→ **Passage**:
Some new items might give an updated twist to Thanksgiving. A few years back I had made the below Pumpkin Cheesecake for Thanksgiving and it was a smash hit instead of the old pumpkin pie.
An appetizer I like to make is a triangle of cream and feta cheeses with chicken or asparagus in puff pastry dough.
Alicia’s Chicken & Aspargus Cheese Puffs
Ingredients
2 packages Pepperidge Farm puff pastry sheets ( in freezer section) or make your own puff pastry
2 packages (6 oz. Each package) Anthenos Garlic & Herb crumbled feta cheese
1 package (8 oz.) Philadelphia light cream cheese – Roasted Garlic flavor
1 package (8 oz.) Philadelphia cream cheese – chive and onion flavor
2 large chicken breasts
2 bunches of asparagus
First steps
Chicken
Season chicken breasts with salt and pepper, then either grill or saute until they are thoroughly cooked. I use a George Foreman grill for a quick grilling.
Let cool, then cut or shred chicken into small bite-size chunks
Set aside
Asparagus
Wash asparagus
Cut off ends
Chop into small bite-size chunks, about ¼ inch thick
Place in boiling water for 8-10 minutes, until bright green
Rinse in cold water to blanch them – seals in color and flavor
Place in bowl and set aside
Cheeses
Let soften at room temperature while preparing chicken and asparagus
Mix all cheeses together in bowl and set aside
Puff Pastry
Let thaw for about a half an hour (about as long as preparing the above), take out of box to thaw
Once thawed, sheets are folded in thirds, cut along fold, making three sheets out of one
Roll out on a floured board, make sure to flour the rolling pin and the pastry sheet, too.

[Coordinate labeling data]
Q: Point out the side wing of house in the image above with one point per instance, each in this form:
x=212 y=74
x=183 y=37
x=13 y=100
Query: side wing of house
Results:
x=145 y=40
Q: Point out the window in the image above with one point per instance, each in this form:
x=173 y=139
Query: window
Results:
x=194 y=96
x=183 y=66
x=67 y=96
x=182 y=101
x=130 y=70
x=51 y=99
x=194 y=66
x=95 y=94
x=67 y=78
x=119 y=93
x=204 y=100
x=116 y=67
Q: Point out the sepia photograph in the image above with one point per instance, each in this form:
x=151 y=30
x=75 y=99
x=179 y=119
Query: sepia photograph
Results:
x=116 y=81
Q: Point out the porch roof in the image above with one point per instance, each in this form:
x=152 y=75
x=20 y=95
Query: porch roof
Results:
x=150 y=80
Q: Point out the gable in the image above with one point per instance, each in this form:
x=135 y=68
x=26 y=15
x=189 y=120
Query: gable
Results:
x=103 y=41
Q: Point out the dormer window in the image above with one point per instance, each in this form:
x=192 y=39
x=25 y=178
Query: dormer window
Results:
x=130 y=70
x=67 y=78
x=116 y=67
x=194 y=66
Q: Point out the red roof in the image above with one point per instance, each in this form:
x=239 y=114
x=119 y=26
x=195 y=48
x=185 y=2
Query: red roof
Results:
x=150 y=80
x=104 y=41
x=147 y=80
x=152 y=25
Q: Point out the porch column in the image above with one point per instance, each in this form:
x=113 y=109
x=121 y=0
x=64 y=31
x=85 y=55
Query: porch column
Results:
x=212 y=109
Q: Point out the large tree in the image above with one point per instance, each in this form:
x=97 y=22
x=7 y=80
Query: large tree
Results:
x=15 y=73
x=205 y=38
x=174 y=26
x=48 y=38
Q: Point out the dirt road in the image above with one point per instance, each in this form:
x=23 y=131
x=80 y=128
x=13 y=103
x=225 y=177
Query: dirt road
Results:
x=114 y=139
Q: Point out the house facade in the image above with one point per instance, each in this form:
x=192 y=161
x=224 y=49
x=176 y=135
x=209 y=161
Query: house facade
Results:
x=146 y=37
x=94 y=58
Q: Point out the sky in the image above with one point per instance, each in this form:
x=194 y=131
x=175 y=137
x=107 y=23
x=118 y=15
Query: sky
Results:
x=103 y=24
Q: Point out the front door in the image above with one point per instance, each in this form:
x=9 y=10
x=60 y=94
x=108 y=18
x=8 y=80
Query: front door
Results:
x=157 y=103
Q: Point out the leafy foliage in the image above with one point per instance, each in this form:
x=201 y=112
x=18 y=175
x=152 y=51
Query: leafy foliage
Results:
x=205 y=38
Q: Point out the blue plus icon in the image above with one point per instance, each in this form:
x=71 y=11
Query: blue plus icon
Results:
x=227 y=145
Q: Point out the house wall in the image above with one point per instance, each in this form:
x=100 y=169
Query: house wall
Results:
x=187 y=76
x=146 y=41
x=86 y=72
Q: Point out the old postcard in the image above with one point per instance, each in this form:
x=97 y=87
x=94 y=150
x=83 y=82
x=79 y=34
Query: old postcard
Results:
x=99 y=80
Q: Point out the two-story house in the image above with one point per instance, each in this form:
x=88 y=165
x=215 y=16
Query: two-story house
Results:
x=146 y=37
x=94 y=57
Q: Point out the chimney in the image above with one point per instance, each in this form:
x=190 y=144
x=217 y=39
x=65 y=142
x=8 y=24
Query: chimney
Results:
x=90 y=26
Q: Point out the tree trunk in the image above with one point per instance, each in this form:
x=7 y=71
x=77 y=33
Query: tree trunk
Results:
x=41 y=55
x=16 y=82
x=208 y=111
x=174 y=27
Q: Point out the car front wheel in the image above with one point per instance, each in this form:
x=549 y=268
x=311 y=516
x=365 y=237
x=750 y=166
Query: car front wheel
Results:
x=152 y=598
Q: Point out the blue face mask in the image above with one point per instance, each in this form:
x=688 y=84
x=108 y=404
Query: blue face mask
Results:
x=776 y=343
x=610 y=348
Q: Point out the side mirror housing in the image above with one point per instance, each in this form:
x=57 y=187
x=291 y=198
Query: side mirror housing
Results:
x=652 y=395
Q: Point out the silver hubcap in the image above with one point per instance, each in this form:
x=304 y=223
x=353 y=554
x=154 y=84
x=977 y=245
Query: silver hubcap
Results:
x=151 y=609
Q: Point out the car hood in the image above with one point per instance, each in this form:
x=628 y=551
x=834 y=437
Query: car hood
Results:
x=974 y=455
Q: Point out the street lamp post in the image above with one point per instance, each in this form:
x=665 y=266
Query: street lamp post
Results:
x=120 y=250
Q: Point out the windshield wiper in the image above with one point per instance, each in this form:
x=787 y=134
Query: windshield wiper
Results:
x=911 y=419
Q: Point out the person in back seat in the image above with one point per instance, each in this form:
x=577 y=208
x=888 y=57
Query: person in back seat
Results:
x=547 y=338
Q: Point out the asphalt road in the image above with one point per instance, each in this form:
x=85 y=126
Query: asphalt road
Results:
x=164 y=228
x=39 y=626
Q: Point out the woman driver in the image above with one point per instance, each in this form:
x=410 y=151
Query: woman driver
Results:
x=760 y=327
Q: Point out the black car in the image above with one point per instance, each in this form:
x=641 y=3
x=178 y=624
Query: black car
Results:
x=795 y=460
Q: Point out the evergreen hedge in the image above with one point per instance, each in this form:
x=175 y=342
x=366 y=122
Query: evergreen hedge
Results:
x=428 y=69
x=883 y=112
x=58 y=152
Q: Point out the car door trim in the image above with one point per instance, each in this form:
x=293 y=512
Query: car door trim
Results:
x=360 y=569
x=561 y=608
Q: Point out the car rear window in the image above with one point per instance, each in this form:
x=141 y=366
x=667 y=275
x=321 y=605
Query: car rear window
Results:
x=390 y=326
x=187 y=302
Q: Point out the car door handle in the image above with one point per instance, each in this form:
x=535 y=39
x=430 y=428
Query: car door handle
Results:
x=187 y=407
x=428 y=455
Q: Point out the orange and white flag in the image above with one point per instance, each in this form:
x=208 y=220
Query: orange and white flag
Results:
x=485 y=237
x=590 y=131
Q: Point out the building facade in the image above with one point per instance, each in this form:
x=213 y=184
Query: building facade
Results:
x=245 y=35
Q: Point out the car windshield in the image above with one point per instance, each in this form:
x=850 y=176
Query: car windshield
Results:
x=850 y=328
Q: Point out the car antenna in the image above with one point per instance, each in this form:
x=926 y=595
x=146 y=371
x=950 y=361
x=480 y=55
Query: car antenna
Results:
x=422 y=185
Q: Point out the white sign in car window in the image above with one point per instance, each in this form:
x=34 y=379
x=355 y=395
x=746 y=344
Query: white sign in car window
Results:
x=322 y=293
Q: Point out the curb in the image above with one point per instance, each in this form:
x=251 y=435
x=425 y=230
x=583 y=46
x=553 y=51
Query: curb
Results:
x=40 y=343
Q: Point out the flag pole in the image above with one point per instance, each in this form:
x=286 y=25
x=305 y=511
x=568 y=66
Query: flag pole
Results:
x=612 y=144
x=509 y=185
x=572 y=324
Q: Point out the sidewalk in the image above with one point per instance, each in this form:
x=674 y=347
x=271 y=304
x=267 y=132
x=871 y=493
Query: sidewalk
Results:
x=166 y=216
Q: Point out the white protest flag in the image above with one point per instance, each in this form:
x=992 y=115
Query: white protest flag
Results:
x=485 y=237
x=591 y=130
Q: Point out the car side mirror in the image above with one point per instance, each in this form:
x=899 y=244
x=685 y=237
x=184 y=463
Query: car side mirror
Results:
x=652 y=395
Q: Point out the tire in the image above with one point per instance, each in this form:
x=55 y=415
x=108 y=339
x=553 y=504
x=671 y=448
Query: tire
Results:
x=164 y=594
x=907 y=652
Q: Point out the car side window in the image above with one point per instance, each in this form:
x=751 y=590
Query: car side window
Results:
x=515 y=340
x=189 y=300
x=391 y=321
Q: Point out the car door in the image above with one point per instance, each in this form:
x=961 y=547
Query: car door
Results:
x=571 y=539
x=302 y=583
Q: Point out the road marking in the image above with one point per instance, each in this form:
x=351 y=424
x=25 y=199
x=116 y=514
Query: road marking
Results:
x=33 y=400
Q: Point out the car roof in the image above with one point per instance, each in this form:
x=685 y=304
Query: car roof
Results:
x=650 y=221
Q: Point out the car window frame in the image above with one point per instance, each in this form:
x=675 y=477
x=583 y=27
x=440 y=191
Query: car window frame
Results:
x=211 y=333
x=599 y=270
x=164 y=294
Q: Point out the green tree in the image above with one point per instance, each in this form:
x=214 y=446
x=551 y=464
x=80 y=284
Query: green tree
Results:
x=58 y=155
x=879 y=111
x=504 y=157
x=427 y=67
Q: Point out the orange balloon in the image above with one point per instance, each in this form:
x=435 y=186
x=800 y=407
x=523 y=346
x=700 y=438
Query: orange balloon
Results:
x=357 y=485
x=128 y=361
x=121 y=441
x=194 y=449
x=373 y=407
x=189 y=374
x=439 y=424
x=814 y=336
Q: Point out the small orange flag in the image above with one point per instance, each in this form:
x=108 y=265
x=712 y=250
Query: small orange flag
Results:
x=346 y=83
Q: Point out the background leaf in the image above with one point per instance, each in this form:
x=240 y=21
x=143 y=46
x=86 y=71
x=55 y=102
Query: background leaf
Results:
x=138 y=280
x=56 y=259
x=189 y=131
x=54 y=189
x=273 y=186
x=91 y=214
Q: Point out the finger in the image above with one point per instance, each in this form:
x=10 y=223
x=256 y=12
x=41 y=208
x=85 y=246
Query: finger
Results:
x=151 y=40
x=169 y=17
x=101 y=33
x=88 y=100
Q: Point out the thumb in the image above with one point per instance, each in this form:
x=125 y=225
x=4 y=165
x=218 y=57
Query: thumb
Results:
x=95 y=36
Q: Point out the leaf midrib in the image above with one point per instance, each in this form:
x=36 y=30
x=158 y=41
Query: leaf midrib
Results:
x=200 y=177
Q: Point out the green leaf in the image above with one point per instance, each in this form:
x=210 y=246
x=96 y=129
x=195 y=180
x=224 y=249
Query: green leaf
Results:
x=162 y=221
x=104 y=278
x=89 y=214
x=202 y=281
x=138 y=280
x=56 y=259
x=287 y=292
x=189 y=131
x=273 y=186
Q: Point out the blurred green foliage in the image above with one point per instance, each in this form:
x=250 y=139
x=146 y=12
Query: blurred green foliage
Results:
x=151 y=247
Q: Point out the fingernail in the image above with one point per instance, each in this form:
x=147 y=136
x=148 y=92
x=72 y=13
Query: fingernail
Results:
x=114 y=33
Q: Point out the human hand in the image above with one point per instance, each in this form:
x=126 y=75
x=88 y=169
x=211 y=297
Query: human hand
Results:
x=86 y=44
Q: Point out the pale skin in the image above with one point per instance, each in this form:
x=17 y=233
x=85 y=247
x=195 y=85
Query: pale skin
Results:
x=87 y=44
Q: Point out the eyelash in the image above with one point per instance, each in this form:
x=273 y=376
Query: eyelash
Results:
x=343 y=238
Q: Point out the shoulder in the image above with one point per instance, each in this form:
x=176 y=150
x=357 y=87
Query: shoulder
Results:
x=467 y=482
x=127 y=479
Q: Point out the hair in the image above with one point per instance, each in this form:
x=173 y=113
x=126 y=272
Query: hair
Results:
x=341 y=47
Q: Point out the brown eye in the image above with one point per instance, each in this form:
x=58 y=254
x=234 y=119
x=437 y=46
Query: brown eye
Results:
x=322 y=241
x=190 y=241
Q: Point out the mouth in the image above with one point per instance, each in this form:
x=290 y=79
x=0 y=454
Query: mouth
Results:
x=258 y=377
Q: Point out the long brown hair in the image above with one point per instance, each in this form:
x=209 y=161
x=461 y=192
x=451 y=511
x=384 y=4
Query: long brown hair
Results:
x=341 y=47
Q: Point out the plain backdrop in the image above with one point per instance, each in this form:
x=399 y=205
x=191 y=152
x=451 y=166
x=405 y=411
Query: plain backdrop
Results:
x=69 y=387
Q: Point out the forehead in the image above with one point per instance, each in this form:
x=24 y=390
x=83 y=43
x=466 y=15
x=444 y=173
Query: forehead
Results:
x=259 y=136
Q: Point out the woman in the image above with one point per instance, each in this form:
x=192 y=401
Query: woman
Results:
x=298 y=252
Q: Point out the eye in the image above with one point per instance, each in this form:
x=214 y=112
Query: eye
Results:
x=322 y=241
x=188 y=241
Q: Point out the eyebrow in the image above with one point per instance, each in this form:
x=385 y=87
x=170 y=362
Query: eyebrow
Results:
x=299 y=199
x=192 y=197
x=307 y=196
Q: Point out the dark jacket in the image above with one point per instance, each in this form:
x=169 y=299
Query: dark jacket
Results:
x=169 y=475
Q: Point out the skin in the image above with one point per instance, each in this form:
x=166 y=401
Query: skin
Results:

→ **Written problem**:
According to the recipe, how long should the chopped asparagus stay in boiling water? Rely only on the recipe to answer.

→ **Output for this exercise**:
8-10 minutes, until it turns bright green.